### Instruction
Can you rewrite the entries below with every "heavily occluded ones" replaced by "partially hidden ones", leaving everything else unchanged?
********************
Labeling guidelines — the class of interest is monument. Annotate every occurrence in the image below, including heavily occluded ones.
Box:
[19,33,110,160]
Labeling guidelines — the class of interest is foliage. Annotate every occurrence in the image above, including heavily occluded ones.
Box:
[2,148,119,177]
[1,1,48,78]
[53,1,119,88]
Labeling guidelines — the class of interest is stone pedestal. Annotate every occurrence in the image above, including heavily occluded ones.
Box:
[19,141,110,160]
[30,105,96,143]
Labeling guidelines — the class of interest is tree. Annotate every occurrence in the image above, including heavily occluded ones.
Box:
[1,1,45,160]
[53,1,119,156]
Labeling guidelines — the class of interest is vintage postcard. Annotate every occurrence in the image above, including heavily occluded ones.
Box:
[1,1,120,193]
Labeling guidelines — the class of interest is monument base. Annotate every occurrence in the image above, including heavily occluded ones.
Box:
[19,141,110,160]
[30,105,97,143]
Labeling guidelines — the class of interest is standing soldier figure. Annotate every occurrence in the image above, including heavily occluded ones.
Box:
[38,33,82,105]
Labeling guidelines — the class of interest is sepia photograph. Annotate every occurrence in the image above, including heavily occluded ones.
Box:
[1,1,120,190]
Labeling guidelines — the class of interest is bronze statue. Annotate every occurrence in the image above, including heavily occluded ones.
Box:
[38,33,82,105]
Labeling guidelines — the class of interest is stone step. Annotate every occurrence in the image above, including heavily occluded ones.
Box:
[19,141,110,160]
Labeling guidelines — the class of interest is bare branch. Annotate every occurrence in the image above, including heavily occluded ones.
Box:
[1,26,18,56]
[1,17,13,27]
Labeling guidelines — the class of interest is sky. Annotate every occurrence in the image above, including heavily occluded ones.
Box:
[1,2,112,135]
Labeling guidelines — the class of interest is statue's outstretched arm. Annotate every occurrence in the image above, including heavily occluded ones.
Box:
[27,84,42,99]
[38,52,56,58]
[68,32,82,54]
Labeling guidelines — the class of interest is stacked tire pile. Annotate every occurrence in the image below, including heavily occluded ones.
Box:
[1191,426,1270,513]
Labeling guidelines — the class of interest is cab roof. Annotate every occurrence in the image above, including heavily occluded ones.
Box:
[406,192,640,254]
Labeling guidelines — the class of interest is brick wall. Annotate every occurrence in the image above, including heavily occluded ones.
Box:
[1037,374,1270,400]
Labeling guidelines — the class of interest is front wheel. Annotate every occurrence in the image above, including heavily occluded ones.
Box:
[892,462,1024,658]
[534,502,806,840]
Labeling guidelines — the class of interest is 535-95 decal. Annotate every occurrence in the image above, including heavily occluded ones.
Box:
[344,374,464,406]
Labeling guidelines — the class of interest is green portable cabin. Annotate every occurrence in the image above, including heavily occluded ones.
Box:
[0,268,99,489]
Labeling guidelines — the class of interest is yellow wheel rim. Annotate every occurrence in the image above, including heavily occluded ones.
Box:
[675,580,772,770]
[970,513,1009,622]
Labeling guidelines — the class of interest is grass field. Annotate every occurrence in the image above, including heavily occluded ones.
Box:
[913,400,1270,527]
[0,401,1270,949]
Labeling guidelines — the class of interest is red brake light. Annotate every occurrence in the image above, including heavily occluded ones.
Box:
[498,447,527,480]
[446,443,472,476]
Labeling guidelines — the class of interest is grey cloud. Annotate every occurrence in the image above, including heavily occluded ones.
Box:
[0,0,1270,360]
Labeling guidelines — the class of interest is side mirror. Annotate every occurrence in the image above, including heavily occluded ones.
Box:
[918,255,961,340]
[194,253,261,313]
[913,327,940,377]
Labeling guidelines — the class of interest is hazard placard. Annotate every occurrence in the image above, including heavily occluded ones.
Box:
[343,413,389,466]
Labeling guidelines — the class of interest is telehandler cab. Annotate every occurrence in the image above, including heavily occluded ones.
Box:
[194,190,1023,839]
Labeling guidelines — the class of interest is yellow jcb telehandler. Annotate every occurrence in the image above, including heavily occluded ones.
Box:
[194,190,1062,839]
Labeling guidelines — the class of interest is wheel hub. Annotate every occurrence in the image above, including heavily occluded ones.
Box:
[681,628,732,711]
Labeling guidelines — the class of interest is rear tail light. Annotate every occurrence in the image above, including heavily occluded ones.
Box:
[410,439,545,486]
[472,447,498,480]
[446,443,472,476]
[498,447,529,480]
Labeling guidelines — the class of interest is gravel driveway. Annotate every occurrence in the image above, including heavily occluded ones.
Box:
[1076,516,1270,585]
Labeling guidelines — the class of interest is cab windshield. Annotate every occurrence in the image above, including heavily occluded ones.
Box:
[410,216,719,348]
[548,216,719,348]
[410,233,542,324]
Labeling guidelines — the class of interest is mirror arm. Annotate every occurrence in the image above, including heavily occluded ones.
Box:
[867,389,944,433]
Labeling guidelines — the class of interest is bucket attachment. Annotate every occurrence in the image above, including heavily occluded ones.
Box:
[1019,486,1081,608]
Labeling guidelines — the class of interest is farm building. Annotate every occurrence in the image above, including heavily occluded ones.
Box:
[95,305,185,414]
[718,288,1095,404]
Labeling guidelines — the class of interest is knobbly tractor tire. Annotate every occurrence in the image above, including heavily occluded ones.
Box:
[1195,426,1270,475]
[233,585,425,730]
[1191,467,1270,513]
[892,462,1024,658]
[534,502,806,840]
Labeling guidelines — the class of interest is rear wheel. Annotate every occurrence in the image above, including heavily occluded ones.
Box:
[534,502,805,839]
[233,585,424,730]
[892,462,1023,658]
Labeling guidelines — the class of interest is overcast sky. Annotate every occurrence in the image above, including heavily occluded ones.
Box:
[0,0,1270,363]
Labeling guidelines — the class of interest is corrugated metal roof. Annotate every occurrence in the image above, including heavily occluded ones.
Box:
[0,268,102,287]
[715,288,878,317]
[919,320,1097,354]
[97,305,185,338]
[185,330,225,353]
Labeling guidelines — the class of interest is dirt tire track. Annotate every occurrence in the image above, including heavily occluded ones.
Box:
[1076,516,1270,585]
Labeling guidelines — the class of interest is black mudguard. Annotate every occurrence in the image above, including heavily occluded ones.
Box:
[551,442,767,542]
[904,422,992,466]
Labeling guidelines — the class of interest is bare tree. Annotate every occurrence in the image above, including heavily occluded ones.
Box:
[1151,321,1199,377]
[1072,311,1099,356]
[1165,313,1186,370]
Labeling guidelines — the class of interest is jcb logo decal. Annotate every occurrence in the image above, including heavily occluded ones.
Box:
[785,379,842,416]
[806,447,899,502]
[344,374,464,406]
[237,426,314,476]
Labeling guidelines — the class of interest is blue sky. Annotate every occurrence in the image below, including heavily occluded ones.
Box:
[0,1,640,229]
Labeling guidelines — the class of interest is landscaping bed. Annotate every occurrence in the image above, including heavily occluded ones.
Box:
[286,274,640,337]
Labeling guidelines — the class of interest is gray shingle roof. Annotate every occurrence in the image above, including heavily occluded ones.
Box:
********************
### Task answer
Labeling guidelines — the class of interest is monument. Annotate every occurrence in the image below, including partially hidden ones.
Box:
[19,33,110,160]
Labeling guidelines — the class of interest is foliage. Annotate every occurrence in the image above, including partially hidden ones.
Box:
[2,148,119,177]
[1,1,48,78]
[53,1,119,88]
Labeling guidelines — the class of interest is stone pedestal. Annotate every occurrence in the image above, including partially hidden ones.
Box:
[19,141,110,160]
[30,105,96,143]
Labeling guidelines — the class of interest is tree. Annotate every occurrence in the image above, including partially hidden ones.
Box:
[1,1,45,160]
[53,1,119,156]
Labeling guidelines — the class of interest is vintage postcard. Annotate every occurrence in the image above, including partially hidden ones.
Box:
[1,1,120,193]
Labeling guidelines — the class of interest is monument base. Annotate every occurrence in the image above, including partially hidden ones.
Box:
[19,141,110,160]
[30,105,97,143]
Labeling guidelines — the class of interest is standing soldier figure. Annotate every occurrence in the image above, including partially hidden ones.
Box:
[38,33,82,105]
Labeling guidelines — the class of interest is sepia photograph. Annotate every occurrence in the image above, including partially hidden ones.
Box:
[1,1,120,190]
Labeling guidelines — the class of interest is bronze statue. Annotate every occurrence in the image above, including partially hidden ones.
Box:
[38,33,82,105]
Labeling guidelines — the class of interest is stone step. Annotate every occurrence in the image above, including partially hidden ones.
Box:
[19,141,110,160]
Labeling guidelines — the class of interest is bare branch. Annotate every occurrence in the image above, including partially hidden ones.
Box:
[1,26,18,56]
[1,17,13,27]
Labeling guidelines — the class of interest is sky. Annotate every occurrence in the image above, including partially hidden ones.
Box:
[1,2,112,135]
Labeling guidelines — the class of interest is statue's outstretched arm. Annotate every occurrence in the image above, including partially hidden ones.
Box:
[27,84,42,99]
[38,52,56,58]
[68,32,82,54]
Labeling guidelines — the class of interest is stacked tire pile. Annotate every occurrence in the image below, including partially hidden ones.
Box:
[1191,426,1270,513]
Labeling guidelines — the class of interest is cab roof. Annotate every occurrence in the image above, including partially hidden ones.
Box:
[406,192,640,254]
Labeling guidelines — the class of interest is brick wall. Annotate every occurrence in the image above, including partially hidden ones.
Box:
[1037,374,1270,400]
Labeling guidelines — the class of interest is front wheel. Annotate every occurrence in the image above, including partially hidden ones.
Box:
[892,462,1024,658]
[534,502,806,840]
Labeling guidelines — the class of interest is 535-95 decal. Annotate every occurrence in the image above, including partially hidden ones.
Box:
[344,374,464,406]
Labeling guidelines — the class of interest is green portable cabin. Annotate every occurrence in the image above, including partially hidden ones.
Box:
[0,268,99,489]
Labeling guidelines — the class of interest is yellow wheel rim. Annotate every occurrence in the image above, including partially hidden ones.
Box:
[675,580,772,770]
[970,513,1009,622]
Labeling guidelines — the class of interest is grass field. Annotate every occurrence in the image above, including partially hidden ones.
Box:
[913,400,1270,527]
[0,401,1270,949]
Labeling guidelines — the class of interest is red brake light. Annotate every occurrence in the image above, including partially hidden ones.
Box:
[498,447,527,480]
[446,443,472,476]
Labeling guidelines — the class of interest is grey cloud. Annotate every occurrence in the image above, including partially hidden ones.
Box:
[0,0,1270,360]
Labeling guidelines — the class of interest is side mirror. Annotate every occurrence in the image above, including partially hidden ones.
Box:
[918,255,961,340]
[194,253,261,313]
[913,327,940,377]
Labeling guidelines — the class of interest is hazard placard. Annotate every occurrence in the image above, including partially hidden ones.
Box:
[343,413,389,466]
Labeling guidelines — the class of interest is telehandler cab. Annotate every occurrence in the image above, including partially hidden ones.
Box:
[194,190,1023,839]
Labeling guidelines — the class of interest is yellow jcb telehandler. Annotate every occurrence in the image above, including partially hidden ones.
Box:
[194,190,1062,839]
Labeling guidelines — the class of interest is wheel hub. Annotate every occurrence in the image above, including partially hidden ones.
Box:
[681,628,732,711]
Labeling guidelines — the class of interest is rear tail light. Annotate every occurrence in the image above, including partially hidden ones.
Box:
[410,439,545,486]
[472,447,498,480]
[446,443,472,476]
[498,447,529,480]
Labeling guidelines — the class of interest is gravel driveway. Annotate every occurrence in the image above, including partially hidden ones.
Box:
[1076,516,1270,585]
Labeling guidelines — the class of interest is cab windshield. Annotate every occurrence in the image above, including partially hidden ones.
Box:
[410,216,719,348]
[548,216,719,348]
[410,233,542,324]
Labeling guidelines — the class of interest is mirror arm. Annotate every occurrence in the image above, including partially hidden ones.
Box:
[867,389,944,433]
Labeling guidelines — the class of interest is bucket attachment. Annotate every occurrence in the image above, including partially hidden ones.
Box:
[1019,486,1081,608]
Labeling guidelines — the class of interest is farm building. Annotate every occurrence in the image above, including partially hidden ones.
Box:
[95,305,185,414]
[718,288,1095,404]
Labeling guidelines — the class of interest is knobbly tractor tire. Annotate every occurrence in the image above, including partially hidden ones.
Box:
[1195,426,1270,475]
[233,585,425,730]
[1191,467,1270,513]
[892,462,1024,658]
[534,502,806,840]
Labeling guidelines — the class of interest is rear wheel. Annotate every occurrence in the image above, including partially hidden ones.
Box:
[534,502,805,839]
[233,585,424,730]
[892,462,1023,658]
Labeling guidelines — the class of interest is overcast sky. Annotate every occurrence in the image above, including partially hidden ones.
Box:
[0,0,1270,363]
Labeling guidelines — the class of interest is corrugated metal roof. Annotate every occurrence in the image above, including partially hidden ones.
Box:
[0,268,102,287]
[715,288,878,317]
[919,320,1097,354]
[97,305,185,338]
[185,330,225,353]
Labeling guidelines — the class of interest is dirt tire track. Annotate every occurrence in the image above, including partially hidden ones.
Box:
[1076,516,1270,585]
Labeling guidelines — the class of interest is black mudguard. Annotate every occurrence in the image above, including partially hidden ones.
Box:
[551,442,767,542]
[904,422,992,466]
Labeling guidelines — the class of interest is bare tree. Annotate every occurrence in the image above, including partially hidden ones.
Box:
[1151,321,1199,377]
[1072,311,1099,356]
[1165,313,1186,370]
Labeling guidelines — the class of interest is jcb logo decal. Annotate every occurrence in the image above, including partially hidden ones.
Box:
[785,379,842,416]
[806,447,899,502]
[344,374,464,406]
[237,426,314,476]
Labeling guidelines — the class of interest is blue sky. Annotate every occurrence in the image below, including partially hidden ones.
Box:
[0,1,640,229]
Labeling guidelines — the class of interest is landscaping bed. Annotate every occurrence in the image above, including partially hidden ones.
Box:
[286,274,640,337]
Labeling guidelines — the class of interest is gray shingle roof. Annotate every occurrence in the image above, including partially hidden ones.
Box:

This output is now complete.